- _What the exercise asks_: Transcribe, exactly as they appear, only the lines from the one holding "the pig's snout" through the end of the entries below.

- _Records shown_:
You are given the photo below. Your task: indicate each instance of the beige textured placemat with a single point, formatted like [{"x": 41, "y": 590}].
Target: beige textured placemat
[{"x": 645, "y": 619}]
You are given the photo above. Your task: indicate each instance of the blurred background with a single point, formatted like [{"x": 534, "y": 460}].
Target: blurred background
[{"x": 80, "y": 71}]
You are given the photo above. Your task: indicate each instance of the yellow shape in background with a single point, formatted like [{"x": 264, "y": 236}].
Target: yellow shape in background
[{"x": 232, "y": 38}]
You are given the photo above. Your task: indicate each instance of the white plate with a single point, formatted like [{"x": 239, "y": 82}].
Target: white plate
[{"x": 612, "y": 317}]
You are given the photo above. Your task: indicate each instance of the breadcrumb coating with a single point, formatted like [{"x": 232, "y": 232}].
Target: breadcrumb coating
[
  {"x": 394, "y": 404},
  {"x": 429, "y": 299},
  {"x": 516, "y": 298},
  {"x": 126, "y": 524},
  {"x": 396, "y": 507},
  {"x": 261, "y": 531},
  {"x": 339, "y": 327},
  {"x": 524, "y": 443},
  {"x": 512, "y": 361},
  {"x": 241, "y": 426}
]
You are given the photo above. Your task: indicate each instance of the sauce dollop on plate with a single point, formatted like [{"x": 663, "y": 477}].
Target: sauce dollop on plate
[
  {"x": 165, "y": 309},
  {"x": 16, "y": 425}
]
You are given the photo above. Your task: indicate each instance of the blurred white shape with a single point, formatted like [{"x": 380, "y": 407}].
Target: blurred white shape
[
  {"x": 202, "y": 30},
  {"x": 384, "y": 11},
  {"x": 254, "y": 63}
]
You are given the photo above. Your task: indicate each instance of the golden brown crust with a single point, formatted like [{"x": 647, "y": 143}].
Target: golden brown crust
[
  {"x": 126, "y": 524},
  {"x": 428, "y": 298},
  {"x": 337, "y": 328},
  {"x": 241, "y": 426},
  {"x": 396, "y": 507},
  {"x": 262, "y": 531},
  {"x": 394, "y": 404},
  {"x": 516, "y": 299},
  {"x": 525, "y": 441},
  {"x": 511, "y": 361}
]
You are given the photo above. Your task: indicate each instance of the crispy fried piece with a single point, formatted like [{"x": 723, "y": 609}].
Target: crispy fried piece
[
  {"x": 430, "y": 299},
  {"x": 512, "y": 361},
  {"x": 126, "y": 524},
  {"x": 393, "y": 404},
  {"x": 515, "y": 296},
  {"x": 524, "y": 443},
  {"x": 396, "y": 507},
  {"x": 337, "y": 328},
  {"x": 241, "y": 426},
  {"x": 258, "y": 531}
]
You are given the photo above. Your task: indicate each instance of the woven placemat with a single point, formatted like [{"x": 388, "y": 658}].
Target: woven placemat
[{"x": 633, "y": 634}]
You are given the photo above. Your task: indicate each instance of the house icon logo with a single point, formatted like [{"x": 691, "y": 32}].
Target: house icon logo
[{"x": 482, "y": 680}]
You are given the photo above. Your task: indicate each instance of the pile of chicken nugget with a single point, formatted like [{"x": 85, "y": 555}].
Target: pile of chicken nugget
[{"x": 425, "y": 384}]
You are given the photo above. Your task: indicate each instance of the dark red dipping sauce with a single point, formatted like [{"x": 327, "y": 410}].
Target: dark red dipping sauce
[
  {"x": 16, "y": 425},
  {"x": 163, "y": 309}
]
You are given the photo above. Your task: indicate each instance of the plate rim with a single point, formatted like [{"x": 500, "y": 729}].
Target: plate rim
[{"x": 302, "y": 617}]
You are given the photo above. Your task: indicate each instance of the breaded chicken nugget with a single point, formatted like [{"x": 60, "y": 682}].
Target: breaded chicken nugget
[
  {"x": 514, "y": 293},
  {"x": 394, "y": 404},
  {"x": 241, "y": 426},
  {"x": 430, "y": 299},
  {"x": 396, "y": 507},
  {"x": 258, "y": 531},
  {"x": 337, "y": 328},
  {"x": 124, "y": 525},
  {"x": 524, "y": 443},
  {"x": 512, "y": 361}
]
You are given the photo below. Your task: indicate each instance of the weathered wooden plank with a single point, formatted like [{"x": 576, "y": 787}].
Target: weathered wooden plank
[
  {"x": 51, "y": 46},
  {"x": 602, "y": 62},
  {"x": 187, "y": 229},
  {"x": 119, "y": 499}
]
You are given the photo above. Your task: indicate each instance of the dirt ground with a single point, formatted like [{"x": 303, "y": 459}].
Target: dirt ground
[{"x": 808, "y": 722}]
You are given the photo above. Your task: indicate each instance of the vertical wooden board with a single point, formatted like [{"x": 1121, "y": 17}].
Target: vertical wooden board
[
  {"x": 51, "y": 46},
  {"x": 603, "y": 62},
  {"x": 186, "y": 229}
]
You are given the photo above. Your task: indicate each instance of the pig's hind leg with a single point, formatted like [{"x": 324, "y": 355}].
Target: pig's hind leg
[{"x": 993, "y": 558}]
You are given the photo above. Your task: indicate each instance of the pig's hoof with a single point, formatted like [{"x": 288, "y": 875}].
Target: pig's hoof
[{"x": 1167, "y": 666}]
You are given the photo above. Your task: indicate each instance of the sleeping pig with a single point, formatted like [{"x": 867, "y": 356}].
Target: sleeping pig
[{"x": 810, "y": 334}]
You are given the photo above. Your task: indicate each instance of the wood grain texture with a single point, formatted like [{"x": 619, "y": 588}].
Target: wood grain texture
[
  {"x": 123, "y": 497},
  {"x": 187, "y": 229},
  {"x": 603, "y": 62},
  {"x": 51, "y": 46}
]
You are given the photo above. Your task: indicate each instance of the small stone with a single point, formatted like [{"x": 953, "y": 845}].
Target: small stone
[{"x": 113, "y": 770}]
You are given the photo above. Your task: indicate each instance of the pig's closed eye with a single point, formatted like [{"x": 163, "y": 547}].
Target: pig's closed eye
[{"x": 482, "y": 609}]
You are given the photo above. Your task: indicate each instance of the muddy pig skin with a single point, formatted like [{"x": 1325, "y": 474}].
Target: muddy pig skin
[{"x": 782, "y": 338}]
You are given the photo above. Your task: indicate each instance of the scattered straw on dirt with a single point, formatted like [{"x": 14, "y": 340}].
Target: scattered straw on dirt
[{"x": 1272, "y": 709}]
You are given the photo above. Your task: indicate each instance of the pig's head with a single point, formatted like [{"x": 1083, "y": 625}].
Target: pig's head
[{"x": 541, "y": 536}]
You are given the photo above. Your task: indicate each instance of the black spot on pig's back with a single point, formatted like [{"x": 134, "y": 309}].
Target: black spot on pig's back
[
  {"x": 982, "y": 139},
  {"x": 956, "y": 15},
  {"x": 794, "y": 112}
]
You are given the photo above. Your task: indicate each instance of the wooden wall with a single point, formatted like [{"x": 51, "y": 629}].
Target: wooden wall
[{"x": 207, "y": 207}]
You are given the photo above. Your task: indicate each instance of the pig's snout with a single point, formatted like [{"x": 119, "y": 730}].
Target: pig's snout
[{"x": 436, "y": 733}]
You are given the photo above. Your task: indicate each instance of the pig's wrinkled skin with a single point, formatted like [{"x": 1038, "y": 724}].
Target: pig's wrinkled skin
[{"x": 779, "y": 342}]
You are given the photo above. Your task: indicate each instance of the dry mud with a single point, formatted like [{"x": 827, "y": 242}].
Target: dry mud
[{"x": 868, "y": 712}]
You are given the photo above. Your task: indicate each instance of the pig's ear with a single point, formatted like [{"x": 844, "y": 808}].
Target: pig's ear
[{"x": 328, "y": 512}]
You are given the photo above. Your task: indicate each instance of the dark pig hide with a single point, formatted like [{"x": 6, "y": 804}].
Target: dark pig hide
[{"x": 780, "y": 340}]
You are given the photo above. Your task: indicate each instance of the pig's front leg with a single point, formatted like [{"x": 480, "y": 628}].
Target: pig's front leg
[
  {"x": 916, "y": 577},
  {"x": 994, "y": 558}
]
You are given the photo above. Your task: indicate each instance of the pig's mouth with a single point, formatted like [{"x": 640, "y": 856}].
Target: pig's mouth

- _Task output_:
You are given the photo above. Your task: indicate each instance of the pig's snout with a single point, formatted like [{"x": 119, "y": 730}].
Target: pig's snout
[{"x": 436, "y": 733}]
You are given the photo above. Your task: indicate each instance of the pig's wrinkled skin with a single point, formatted like [{"x": 1038, "y": 724}].
Target: pig's wrinkled skin
[{"x": 779, "y": 342}]
You are given the photo above. Your task: indicate each instance of the dry mud with a single point, formatted like [{"x": 827, "y": 242}].
Target: dry mud
[{"x": 868, "y": 712}]
You are given the photo above. Your task: indicate each instance of the pig's ear with a single point, formatted like [{"x": 844, "y": 808}].
Target: pig's ear
[{"x": 328, "y": 512}]
You are given the photo above. Your task: indicate each instance of the dark pig hide with a single point, formatted like [{"x": 6, "y": 804}].
Target: dark pig hide
[{"x": 780, "y": 340}]
You are given the photo above. Your task: indicate each instance of the pig's front leg with a single point, formatted like [{"x": 480, "y": 628}].
Target: pig's front leg
[
  {"x": 916, "y": 577},
  {"x": 994, "y": 558}
]
You are given the photo above. Your task: indicate each instance of the pig's mouth with a single point, formatted like [{"x": 640, "y": 856}].
Target: pig's mouth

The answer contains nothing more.